PROVIDED TEXT Block Start

Leecy Looks Around
Written by Elice Smith on October 21, 2018
A SERIES OF CONVERSATIONS ABOUT MENTAL ILLNESS
I’m Depressed and I have an anxiety disorder. I find simple tasks difficult to the point of impossibility quite often. I freeze, panic, and cry at ridiculous things that a lot of people do as a matter of habit. I come off as scatterbrained and difficult. I’m really not. I forget things easily, not because I don’t care, but because I can’t retain the memory. This is a direct result of the chemical makeup of my brain, which has been directly affected by the traumas I have seen. I need an antidepressant, an anti anxiety, and a serotonin enhancer. Some Ginko for memory would probably be good, too. One would think that having such a clear eyed view of the issue at hand would make it easier. But, no. I’m going to give you a glimpse of what it’s really like, substituting physical injury for mental illness. Let’s take a walk, shall we?
I have fallen and broken my ankle. “You should just get up and walk.” I can’t walk. I have a broken bone. “But all of these people are walking. See them walking? Some of them might have broken bones but you don’t hear them complaining, do you?” They have a Walking Cast that supports their broken bone. Can I have one of those? “Of course not, those cost money. And besides, you don’t really need this. It’s just a matter of walking. Quit being such a baby.” But, it hurts and it’s a little ridiculous to expect me to just walk. “Ugh, fine. You’re probably just faking it anyway but this charity might pay for a few yards of Ace bandage. If you beg.” Ace bandage is good but a cast would help me heal. “Now, don’t be ungrateful.”
My car failed. I spun out into traffic. I am sitting next to my totaled vehicle with my head in my hands. “Well, how did this happen?” The brakes failed. I couldn’t stop. I could see the red light. I pumped the brake. Nothing was connected. I just kept going. Now everything’s in ruins around me. “Oh…are you going out tonight?” No, of course not. A whole chunk of my life is screwed up. I have to figure out how to fix this. “Ugh, can’t you just put it away for one night. Don’t ruin everybody else’s good time.” I can’t just walk away from this. It’s really important.

PROVIDED TEXT Block End

How might the essay on depression and anxiety go on after its last sentence? Write the next part of it. The data after this point comes from a separate source unrelated to the text.

DATA Block Start

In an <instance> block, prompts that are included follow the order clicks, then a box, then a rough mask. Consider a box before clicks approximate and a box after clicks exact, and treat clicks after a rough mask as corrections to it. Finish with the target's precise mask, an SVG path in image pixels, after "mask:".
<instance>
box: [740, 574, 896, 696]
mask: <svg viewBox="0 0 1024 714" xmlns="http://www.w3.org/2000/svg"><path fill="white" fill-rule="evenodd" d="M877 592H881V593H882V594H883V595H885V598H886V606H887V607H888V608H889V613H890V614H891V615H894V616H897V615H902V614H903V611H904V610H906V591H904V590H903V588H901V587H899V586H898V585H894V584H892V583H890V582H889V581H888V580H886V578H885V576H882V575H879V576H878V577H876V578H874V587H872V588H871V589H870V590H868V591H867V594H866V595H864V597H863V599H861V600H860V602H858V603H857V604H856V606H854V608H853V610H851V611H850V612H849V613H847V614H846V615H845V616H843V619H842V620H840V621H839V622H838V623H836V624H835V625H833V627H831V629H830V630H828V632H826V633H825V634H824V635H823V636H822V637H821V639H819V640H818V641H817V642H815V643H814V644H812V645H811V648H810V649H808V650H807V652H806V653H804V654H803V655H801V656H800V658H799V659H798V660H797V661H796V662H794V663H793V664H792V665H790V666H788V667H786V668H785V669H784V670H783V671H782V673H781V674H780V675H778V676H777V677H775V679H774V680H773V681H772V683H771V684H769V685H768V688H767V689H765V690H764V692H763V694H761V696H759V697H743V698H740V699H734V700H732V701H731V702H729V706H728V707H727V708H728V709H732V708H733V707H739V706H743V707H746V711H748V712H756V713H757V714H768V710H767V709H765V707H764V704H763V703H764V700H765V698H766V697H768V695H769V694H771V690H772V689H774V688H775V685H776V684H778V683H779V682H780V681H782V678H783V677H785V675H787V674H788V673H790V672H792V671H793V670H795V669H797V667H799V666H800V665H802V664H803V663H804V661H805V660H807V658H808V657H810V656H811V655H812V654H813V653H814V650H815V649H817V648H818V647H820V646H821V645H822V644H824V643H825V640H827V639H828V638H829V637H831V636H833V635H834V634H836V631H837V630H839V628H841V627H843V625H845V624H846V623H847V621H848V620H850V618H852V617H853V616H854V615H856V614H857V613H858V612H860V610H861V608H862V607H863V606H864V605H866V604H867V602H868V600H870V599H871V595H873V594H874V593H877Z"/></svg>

DATA Block End

## RESULT OF THIS EXERCISE
“You just don’t want to have fun. I’ll bet you did it on purpose. I’ve heard that women fake car crashes all the time just to get attention.”
I’ve fallen off the boat. I’m treading water but the waves are getting a tad choppy. You float by on your life raft. “Why are you so unhappy?” Um, don’t you see me treading water? My limbs are tiring and I don’t know how much longer I can hold out. “What do you mean, drowning? You know it’s all in your lungs. This whole drowning thing is just a fad. Everybody’s drowning all of a sudden. You should be more stoic.” Ok, maybe throw me a floatie? “You know, if we just gave floaties away, soon everybody would want one and we’d just have all these freeloaders floating around, not taking responsibility for their own drowning. Ugh, why are you such a snowflake? Back in the day we didn’t have all this ridiculousness about floaties. We sank and drowned or swam on our own. Sure, some people were forcibly drowned and some people got swimming lessons in infancy, but it was the good old days.”
Mental Illness is a physical disease. The Brain is an organ, like the Heart or the Lungs. To treat Depression and Anxiety as “All in your head” is to treat cancer as “All in your Pancreas”. But I don’t have time to fight this fight anymore. There’s no floatie for me. I have to stitch my own. And no one’s gonna help with that.